Selected excerpt »
_ _ _ _

Furrow irrigation is conducted by creating small parallel channels along the length of the field parallel to the direction of its predominant slope. Water is applied to the top end of each furrow and flows down the field under the influence of gravity. Water may be supplied using gated pipe, siphon and head ditch, or bankless systems. The speed of water movement is determined by many factors such as slope, surface roughness, and furrow shape, but most importantly by the inflow rate and soil infiltration rate. The spacing between adjacent furrows is governed by the crop species, common spacings typically range from 0.75 to 2 m. The crop is planted on the ridge between furrows which may contain a single row of plants or several rows in the case of a bed-type system. Furrows may range anywhere from less than 100 to 2000 m long depending on the soil type, location, and crop type. Shorter furrows are commonly associated with higher uniformity of application but result in increasing potential for runoff losses. Furrow irrigation is particularly suited to broadacre row crops such as cotton, maize, and sugar cane. It is also practiced in various horticultural industries such as citrus, stone fruit, and tomatoes.

The water can take a considerable period of time to reach the other end, meaning water has been infiltrating for a longer period of time at the top end of the field. This results in poor uniformity with high application at the top end with lower application at the bottom end. In most cases the performance of furrow irrigation can be improved through increasing the speed at which water moves along the field (the advance rate). This can be achieved through increasing flow rates or through the practice of surge irrigation. Increasing the advance rate not only improves the uniformity but also reduces the total volume of water required to complete the irrigation.

_ _ _ _

Aim of the task »
Copy the furrow irrigation passage from "The water can" to "complete the irrigation." word for word.

Collected data:
_ _ _ _

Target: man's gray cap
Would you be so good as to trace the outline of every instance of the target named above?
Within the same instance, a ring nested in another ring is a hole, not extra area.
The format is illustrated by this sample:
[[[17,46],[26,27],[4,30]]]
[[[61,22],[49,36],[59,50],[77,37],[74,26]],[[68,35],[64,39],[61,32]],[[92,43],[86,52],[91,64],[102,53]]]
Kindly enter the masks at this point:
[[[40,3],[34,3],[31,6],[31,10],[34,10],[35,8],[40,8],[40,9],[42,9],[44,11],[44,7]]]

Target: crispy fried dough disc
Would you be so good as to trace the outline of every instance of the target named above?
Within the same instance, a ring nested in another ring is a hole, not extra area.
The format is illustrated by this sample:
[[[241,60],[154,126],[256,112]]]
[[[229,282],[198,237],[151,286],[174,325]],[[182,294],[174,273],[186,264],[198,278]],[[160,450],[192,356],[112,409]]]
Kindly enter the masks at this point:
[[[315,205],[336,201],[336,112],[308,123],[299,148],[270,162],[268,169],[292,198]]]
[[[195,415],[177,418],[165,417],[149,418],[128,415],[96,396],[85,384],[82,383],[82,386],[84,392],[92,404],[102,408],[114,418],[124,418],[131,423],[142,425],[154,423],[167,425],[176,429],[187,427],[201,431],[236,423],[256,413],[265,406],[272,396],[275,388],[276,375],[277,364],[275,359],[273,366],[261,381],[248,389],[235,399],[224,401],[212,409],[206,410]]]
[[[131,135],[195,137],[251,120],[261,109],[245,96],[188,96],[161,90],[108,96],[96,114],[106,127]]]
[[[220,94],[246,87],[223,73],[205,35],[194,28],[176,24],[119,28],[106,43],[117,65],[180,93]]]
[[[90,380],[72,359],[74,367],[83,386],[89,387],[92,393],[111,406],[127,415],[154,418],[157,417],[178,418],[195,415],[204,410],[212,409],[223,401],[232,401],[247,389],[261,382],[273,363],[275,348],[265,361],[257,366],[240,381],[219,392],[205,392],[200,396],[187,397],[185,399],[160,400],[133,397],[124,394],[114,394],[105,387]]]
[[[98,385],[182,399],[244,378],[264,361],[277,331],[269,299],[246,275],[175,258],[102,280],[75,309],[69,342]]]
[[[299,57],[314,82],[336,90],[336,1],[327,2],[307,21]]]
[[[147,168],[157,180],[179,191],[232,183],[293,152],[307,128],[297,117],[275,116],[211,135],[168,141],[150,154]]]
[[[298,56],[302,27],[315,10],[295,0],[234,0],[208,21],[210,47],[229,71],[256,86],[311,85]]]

_ _ _ _

Solution below »
The water can take a considerable period of time to reach the other end, meaning water has been infiltrating for a longer period of time at the top end of the field. This results in poor uniformity with high application at the top end with lower application at the bottom end. In most cases the performance of furrow irrigation can be improved through increasing the speed at which water moves along the field (the advance rate). This can be achieved through increasing flow rates or through the practice of surge irrigation. Increasing the advance rate not only improves the uniformity but also reduces the total volume of water required to complete the irrigation.